» **Extract**:
........
Therapeutic lifestyle changes have recently become a top priority in multiple sclerosis research, and medical perspectives are beginning to change.
Until recently, for example, MS patients typically were discouraged from doing physical exercise because it appeared to worsen fatigue and other symptoms of the nerve disease. Now, new evidence shows that the opposite is true.
“The first line for every chronic disease must begin with addressing diet and lifestyle as thoroughly as possible,” says Terry Wahls, M.D., clinical professor of medicine at the University of Iowa.
She speaks not only from extensive research, but from personal experience. Dr. Wahls was confined to a wheelchair for four years after being diagnosed with MS in 2000.
Without specific lifestyle changes to control MS, she tells Newsmax Health, “It is not possible to medicate yourself to health.”
Dr. Wahls developed a regimen that restored her own health.
After helping other MS patients follow in her footsteps, she published research on the subject, and wrote "The Wahls Protocol," a blueprint to natural MS remission.
Today, she bikes to work five miles each way and lives an exceptionally active life, teaching, seeing patients, and lecturing all over the world.
The right diet significantly reduces fatigue and improves mental function and mood, while exercise improves physical function, including the ability to stand and move.
Dr. Wahls’ basic diet excludes gluten, dairy, and eggs, because these most often trigger autoimmune reactions that drive MS symptoms.
However, certain vegetables contain critical nutrients for rebuilding a healthy nervous system and brain.
For men, she recommends three (or more) full dinner plates of vegetables daily: one of leafy greens; one of cruciferous vegetables, such as broccoli, cabbage, or bok choy; and one of brightly colored vegetables and fruit.
Women should eat two-thirds of these amounts, she advises.
Each meal should also include 2 to 3 ounces of meat, and may include gluten-free grains and legumes.
Legumes and grains are limited to twice a week, and for even greater improvement, completely omitted. For fruit, berries are most therapeutic.
All versions of this diet also produce significant weight loss, where needed, without hunger, says Dr. Wahls.
Strength training, stretching, and aerobic exercise are part of a therapeutic MS lifestyle, but balance exercises are especially critical.
“As we age, our balance input to the brain declines,” says Dr. Wahls.
To improve balance, twice daily, hold this position for up to 30 seconds: Stand on one leg with one eye closed, and practice until you can keep both eyes closed. Repeat on the other leg.
MS Lifestyle Discoveries
• A Harvard study of people newly diagnosed with MS found that those with the highest blood levels of vitamin D experienced the slowest progression of the disease.
• Researchers at the University of Illinois at Urbana-Champaign found that being aerobically fit slows shrinkage of the hippocampal region of the brain among people with MS.
• Not smoking reduces risk for MS, and after someone quits, progression of MS slows down by 5 percent per year afterward, according to a British study.
• At Brown University, a four-week salsa dancing program improved gait and balance, and benefits lasted for three months after the program ended.
• Eating less than 2 grams of sodium daily correlated with fewer MS symptoms, in an Argentinian study.
• Obesity can trigger MS, prolong episodes, and worsen symptoms, according to an analysis of 329 studies by Israeli researchers.
........
» **Information supplied**:
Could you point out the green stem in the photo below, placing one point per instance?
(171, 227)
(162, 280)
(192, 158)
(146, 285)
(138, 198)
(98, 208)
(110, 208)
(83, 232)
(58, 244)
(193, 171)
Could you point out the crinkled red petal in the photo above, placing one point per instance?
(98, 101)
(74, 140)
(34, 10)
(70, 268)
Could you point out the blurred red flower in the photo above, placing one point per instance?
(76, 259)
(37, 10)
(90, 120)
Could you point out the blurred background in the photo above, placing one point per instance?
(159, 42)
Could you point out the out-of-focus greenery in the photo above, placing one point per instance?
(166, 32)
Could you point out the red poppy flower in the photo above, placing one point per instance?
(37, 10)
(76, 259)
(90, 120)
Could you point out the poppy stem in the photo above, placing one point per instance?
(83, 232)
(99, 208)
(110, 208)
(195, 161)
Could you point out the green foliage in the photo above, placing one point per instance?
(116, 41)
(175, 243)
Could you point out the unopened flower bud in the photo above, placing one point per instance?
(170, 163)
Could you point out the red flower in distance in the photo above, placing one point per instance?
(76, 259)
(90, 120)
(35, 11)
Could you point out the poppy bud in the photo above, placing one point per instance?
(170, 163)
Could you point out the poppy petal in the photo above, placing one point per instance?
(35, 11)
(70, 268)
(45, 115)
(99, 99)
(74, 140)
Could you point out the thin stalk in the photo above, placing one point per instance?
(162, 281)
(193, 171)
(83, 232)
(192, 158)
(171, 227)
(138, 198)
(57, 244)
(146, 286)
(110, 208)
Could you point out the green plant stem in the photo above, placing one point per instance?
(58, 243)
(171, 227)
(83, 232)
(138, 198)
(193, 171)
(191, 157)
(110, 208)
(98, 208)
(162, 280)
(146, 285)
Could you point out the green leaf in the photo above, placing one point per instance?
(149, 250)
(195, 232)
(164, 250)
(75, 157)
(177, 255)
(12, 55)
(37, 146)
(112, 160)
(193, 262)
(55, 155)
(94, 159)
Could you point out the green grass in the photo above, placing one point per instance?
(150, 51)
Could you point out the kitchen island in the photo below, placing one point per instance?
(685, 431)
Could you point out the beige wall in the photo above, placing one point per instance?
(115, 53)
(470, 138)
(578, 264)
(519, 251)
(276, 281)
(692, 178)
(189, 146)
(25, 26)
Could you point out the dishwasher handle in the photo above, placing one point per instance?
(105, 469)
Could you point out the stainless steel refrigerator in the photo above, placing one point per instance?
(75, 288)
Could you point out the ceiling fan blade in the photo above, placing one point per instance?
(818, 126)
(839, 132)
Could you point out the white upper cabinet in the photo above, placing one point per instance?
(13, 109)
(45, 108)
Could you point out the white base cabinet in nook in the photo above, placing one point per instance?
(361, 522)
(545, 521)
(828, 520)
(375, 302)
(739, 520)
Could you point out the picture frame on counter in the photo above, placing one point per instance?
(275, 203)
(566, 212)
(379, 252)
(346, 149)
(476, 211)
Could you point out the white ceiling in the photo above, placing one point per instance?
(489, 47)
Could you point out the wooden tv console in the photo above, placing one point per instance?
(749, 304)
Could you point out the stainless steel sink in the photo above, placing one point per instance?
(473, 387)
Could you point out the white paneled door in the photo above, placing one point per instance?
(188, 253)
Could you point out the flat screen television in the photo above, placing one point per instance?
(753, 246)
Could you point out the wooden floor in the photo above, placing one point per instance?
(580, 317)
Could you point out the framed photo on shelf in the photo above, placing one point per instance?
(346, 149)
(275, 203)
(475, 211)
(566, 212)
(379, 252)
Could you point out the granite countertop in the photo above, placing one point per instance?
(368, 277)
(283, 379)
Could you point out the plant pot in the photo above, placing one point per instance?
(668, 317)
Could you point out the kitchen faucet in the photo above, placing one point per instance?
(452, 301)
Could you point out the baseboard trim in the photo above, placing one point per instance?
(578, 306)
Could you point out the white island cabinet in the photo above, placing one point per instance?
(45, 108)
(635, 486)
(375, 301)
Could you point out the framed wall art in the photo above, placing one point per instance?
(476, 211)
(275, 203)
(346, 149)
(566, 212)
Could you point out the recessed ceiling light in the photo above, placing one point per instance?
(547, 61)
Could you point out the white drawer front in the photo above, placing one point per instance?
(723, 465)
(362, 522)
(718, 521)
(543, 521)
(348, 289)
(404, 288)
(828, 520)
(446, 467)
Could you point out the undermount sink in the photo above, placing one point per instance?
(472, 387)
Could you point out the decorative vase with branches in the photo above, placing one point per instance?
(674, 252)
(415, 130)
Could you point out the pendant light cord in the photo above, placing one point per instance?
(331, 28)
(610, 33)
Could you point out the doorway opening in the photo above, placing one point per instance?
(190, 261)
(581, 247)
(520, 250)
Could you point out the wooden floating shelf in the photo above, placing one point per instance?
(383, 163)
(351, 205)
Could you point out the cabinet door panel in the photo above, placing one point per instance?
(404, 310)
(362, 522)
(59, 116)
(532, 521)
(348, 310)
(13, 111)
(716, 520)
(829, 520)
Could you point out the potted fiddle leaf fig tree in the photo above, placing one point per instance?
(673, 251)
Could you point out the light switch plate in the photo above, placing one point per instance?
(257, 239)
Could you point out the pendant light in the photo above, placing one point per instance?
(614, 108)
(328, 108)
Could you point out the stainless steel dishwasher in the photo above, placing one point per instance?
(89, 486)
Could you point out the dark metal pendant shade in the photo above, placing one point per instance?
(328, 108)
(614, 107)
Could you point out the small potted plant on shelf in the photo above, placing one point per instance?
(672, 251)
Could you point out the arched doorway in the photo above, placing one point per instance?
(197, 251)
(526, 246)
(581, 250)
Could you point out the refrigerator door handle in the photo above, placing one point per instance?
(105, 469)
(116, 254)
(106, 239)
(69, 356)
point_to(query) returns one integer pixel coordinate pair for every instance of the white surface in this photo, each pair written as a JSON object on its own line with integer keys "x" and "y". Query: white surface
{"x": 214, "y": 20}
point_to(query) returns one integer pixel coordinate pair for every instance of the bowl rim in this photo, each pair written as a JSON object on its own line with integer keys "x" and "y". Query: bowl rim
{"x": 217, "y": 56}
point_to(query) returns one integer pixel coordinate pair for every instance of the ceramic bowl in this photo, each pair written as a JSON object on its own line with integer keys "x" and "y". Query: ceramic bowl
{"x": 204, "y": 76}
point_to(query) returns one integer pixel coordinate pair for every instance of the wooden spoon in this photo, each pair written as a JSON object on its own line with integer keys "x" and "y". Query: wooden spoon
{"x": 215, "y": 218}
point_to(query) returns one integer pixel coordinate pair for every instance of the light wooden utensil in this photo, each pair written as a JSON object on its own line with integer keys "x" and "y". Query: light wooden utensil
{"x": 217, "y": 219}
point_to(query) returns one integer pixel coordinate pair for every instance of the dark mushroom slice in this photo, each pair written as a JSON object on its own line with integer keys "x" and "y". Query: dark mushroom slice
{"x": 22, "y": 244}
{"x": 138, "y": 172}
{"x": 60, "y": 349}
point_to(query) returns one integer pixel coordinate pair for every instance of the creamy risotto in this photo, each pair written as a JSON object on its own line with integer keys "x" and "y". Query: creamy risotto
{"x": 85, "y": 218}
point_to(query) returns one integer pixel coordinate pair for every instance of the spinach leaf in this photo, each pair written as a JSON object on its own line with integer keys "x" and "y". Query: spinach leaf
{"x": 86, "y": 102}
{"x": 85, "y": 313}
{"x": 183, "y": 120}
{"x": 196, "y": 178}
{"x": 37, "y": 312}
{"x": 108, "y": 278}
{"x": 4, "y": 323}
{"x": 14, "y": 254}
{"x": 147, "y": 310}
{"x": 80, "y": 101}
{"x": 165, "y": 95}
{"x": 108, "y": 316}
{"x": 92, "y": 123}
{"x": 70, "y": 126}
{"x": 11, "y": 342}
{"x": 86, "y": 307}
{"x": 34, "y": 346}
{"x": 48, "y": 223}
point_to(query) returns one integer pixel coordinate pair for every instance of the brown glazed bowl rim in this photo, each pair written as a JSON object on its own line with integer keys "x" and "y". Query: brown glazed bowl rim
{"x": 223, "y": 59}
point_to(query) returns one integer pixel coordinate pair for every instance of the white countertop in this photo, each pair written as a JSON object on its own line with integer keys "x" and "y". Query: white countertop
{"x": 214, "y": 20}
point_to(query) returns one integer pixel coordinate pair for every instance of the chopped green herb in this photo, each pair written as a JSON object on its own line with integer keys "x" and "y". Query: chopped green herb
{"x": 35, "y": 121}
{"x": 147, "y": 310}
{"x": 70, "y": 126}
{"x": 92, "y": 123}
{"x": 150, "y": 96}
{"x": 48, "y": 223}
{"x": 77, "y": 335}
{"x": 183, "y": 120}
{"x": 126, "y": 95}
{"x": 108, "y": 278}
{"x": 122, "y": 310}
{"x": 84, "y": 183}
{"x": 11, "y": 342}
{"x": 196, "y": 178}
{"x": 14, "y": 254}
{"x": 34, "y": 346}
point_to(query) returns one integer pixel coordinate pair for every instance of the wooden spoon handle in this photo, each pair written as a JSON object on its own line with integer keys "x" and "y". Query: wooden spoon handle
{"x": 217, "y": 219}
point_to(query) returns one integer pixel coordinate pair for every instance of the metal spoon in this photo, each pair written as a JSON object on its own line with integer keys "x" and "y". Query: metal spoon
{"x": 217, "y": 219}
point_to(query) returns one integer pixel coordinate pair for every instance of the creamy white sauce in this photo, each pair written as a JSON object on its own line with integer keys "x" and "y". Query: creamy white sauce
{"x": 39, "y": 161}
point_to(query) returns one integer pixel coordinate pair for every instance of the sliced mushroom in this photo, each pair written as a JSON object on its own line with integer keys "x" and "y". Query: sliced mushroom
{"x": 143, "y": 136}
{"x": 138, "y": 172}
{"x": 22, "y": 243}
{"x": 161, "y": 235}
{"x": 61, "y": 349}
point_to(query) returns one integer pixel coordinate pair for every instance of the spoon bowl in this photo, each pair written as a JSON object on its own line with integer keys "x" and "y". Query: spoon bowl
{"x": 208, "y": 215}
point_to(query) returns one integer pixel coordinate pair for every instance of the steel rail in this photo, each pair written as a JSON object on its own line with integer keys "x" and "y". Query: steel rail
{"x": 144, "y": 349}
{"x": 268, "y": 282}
........
» **Problem to solve**: Transcribe the passage of the multiple sclerosis article that opens with the words "The right diet" and closes with "amounts, she advises.".

» **Written solution**:
The right diet significantly reduces fatigue and improves mental function and mood, while exercise improves physical function, including the ability to stand and move.
Dr. Wahls’ basic diet excludes gluten, dairy, and eggs, because these most often trigger autoimmune reactions that drive MS symptoms.
However, certain vegetables contain critical nutrients for rebuilding a healthy nervous system and brain.
For men, she recommends three (or more) full dinner plates of vegetables daily: one of leafy greens; one of cruciferous vegetables, such as broccoli, cabbage, or bok choy; and one of brightly colored vegetables and fruit.
Women should eat two-thirds of these amounts, she advises.